TO DO: Output every item below verbatim, line for line, with no changes.

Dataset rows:
========================

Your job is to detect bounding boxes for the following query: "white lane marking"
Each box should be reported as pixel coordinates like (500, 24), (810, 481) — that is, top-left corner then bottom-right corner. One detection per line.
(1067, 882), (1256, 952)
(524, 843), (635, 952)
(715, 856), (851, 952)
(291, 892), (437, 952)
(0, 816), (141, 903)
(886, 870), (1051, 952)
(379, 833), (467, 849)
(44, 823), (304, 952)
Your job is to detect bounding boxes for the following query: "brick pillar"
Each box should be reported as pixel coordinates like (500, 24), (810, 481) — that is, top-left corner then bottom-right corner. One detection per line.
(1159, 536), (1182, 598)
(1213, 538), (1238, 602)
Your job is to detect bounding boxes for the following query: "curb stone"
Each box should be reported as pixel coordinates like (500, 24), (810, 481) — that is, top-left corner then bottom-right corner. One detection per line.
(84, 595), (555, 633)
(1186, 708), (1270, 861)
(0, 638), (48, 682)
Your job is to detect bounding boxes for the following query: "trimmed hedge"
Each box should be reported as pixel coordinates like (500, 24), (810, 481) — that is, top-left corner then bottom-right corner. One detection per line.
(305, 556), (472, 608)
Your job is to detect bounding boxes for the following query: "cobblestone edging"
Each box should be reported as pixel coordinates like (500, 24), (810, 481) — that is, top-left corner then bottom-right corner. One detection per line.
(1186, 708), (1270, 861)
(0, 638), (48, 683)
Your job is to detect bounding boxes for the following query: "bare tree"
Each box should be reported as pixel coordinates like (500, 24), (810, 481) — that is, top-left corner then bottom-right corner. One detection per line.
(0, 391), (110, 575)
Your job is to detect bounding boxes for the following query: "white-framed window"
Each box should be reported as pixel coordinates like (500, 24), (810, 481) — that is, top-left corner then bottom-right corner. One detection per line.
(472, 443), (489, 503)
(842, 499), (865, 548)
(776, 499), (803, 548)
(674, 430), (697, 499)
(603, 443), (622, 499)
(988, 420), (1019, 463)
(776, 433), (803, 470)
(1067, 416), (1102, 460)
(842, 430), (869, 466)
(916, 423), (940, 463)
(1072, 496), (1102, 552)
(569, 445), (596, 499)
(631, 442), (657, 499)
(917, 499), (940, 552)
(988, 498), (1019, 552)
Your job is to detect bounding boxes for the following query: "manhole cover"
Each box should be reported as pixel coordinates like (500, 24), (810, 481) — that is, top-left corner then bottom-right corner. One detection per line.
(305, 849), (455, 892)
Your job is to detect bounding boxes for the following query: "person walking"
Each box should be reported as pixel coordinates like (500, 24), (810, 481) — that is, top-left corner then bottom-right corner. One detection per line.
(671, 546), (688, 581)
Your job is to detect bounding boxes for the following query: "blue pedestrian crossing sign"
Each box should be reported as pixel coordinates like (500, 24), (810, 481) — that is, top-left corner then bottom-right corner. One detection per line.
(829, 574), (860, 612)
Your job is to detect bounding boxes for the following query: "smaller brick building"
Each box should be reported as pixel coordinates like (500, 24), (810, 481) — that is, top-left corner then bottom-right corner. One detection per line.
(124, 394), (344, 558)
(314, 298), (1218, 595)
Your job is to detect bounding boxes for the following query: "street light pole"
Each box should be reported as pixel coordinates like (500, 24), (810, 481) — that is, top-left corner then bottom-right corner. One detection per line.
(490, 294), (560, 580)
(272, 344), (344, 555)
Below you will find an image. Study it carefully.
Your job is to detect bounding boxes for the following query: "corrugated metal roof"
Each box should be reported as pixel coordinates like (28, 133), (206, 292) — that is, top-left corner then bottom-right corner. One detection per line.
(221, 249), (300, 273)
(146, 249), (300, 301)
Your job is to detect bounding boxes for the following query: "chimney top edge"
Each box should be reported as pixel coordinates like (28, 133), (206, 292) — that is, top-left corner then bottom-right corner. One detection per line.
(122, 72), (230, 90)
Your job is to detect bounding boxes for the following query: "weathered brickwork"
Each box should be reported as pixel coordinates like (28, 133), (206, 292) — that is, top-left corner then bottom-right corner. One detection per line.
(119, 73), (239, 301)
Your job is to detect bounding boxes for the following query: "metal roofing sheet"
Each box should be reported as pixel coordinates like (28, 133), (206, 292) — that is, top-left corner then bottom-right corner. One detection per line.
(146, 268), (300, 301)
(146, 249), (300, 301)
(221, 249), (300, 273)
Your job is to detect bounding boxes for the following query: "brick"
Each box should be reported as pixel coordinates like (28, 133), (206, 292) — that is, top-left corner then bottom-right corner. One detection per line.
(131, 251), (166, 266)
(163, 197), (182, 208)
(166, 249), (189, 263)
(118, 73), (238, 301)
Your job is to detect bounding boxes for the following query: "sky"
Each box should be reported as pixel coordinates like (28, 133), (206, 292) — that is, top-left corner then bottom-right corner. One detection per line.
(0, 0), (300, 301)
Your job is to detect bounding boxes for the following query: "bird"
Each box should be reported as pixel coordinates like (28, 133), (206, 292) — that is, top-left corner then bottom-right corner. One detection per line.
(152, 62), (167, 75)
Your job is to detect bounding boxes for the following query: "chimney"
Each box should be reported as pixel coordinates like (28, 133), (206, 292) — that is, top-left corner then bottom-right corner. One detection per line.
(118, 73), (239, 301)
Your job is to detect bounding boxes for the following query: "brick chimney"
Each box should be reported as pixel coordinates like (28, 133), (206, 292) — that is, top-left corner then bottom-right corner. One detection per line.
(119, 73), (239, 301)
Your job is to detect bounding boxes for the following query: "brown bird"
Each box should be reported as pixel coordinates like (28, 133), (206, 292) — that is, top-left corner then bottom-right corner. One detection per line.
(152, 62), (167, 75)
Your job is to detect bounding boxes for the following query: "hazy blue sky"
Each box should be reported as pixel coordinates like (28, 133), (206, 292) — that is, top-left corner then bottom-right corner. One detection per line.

========================

WRITTEN RESPONSE:
Your job is to detect bounding boxes for the following query: "white lane marking"
Each box should be reported as pixel coordinates like (500, 24), (810, 481) — that is, top-left corner then bottom-right corner. One detection per line.
(1067, 882), (1256, 952)
(524, 843), (635, 952)
(715, 856), (851, 952)
(291, 892), (437, 952)
(0, 816), (141, 903)
(886, 870), (1051, 952)
(379, 833), (467, 849)
(44, 823), (304, 952)
Your job is to detect bounding boxes for the following query: "brick pillar"
Each box should be reported as pixel coordinates like (500, 24), (810, 481) — that is, top-left corner then bottom-right corner. One detection per line.
(1159, 536), (1182, 598)
(1213, 538), (1238, 602)
Your job is to detect bounding boxes for the following query: "curb stone"
Each box should be reported as pixel coordinates like (500, 24), (810, 481) — that is, top-left corner then bottom-right corner. One detection per line.
(84, 595), (555, 633)
(1186, 708), (1270, 861)
(0, 638), (48, 682)
Your job is to detect bounding boxes for the following query: "trimmed hedge"
Each box should be reported as pixel coordinates like (500, 24), (810, 481) — that is, top-left corner then bottom-right corner. One detection per line.
(305, 556), (472, 608)
Your job is to detect bounding boxes for the following query: "cobblestone edging"
Each box should be reported as pixel coordinates like (500, 24), (810, 481) — that is, top-left corner then bottom-right corner. One detection per line.
(1186, 708), (1270, 861)
(0, 638), (48, 683)
Your job is to detect bounding boxes for the following query: "bare tree"
Each box should be reported as pixel coordinates like (500, 24), (810, 481) — that is, top-left corner then bottom-right corner. One detection per line.
(0, 391), (110, 575)
Your job is to detect bounding boxes for the following query: "white-framed window"
Each box should be reported as pixel coordinates like (500, 24), (810, 481) — that is, top-left corner then bottom-right corner. One detection per line.
(472, 443), (489, 503)
(842, 499), (865, 548)
(776, 499), (803, 548)
(674, 430), (697, 499)
(603, 443), (622, 499)
(988, 420), (1019, 463)
(776, 433), (803, 470)
(1067, 416), (1102, 460)
(842, 430), (869, 466)
(916, 423), (940, 463)
(1072, 496), (1102, 552)
(569, 445), (596, 499)
(631, 442), (657, 499)
(917, 499), (940, 552)
(988, 498), (1019, 552)
Your job is to detect bounding boxes for the following query: "manhole cover"
Each box should be reported as pixel coordinates like (500, 24), (810, 481) — that is, top-left corner then bottom-right corner. One detection per line.
(305, 849), (455, 892)
Your job is to detect bounding boxes for the following query: "person walking"
Each box should be reported as pixel coordinates like (500, 24), (810, 481) — that is, top-left corner then bottom-right corner. One detection per line.
(671, 546), (688, 581)
Your job is to detect bounding boxes for the following query: "blue pedestrian crossing sign"
Each box should be reported as pixel coordinates like (500, 24), (810, 481) — that is, top-left corner then bottom-right corner. One detection per line.
(829, 574), (860, 612)
Your job is to detect bounding boxes for the following query: "smaller brick building"
Each box should be reported as pixel coordinates like (500, 24), (810, 481) — that is, top-left corner then bottom-right corner. One detection per line.
(124, 394), (344, 558)
(314, 298), (1218, 595)
Your job is to detect bounding boxes for the following query: "street light pole"
Each box should be reported as pixel coordinates like (500, 24), (810, 481) — that is, top-left corner then bottom-right corner. One detection per line.
(490, 294), (560, 580)
(272, 344), (344, 555)
Below you will find an image. Study it carefully.
Your job is to detect bounding boxes for the following query: "corrugated metal roof"
Each box should be reported as pixel coordinates like (28, 133), (206, 292) — that is, top-left corner then bottom-right corner. One detection per line.
(221, 249), (300, 273)
(146, 249), (300, 301)
Your job is to detect bounding boxes for the following query: "chimney top edge"
Each box should be reported as pixel coordinates like (28, 133), (206, 292) — that is, top-left corner then bottom-right corner. One detection per line.
(122, 72), (230, 90)
Your job is to detect bounding boxes for the following query: "weathered brickwork"
Each box should be reported as pixel coordinates like (28, 133), (206, 292) — that is, top-left corner then bottom-right corner. One detection per line.
(119, 73), (239, 301)
Your job is to detect bounding boxes for the following query: "metal roofing sheet"
Each box should be reported as pixel coordinates like (28, 133), (206, 292) — that is, top-left corner then bottom-right corner. One detection per line.
(146, 268), (300, 301)
(146, 249), (300, 301)
(221, 249), (300, 273)
Your job is to detect bounding boxes for the following query: "brick"
Each box should be reported as pixel coordinates like (28, 133), (206, 292) — that is, top-left corner then bottom-right corner. One detection per line.
(131, 251), (166, 266)
(163, 197), (182, 208)
(166, 249), (189, 263)
(118, 73), (238, 301)
Your job is to detect bounding boxes for the following query: "sky"
Each box should be reported as pixel coordinates like (28, 133), (206, 292) — that is, top-left corner then bottom-right corner. One detection per line.
(0, 0), (300, 301)
Your job is to detect bounding boxes for the following query: "bird"
Each box should be reported as pixel coordinates like (28, 133), (206, 292) — that is, top-left corner then bottom-right corner. One detection per line.
(152, 62), (167, 75)
Your job is to detect bounding boxes for the following query: "chimney"
Each box should be reported as pixel coordinates like (28, 133), (206, 292) — that is, top-left corner then bottom-right corner. One detection per line.
(118, 73), (239, 301)
Your job is to detect bounding boxes for the following query: "brick chimney"
Each box should be reported as pixel coordinates like (28, 133), (206, 292) — that is, top-left corner then bottom-right corner. One detection per line.
(119, 73), (239, 301)
Your job is to detect bounding boxes for the following query: "brown bird"
Each box should be reported as pixel coordinates like (28, 133), (206, 292) — that is, top-left corner then bottom-right corner. One detection per line.
(152, 62), (167, 75)
Your job is to detect bounding boxes for the following query: "hazy blue sky"
Each box should be reported as pixel coordinates like (28, 133), (206, 292) — that is, top-left corner then bottom-right corner. One detection per line.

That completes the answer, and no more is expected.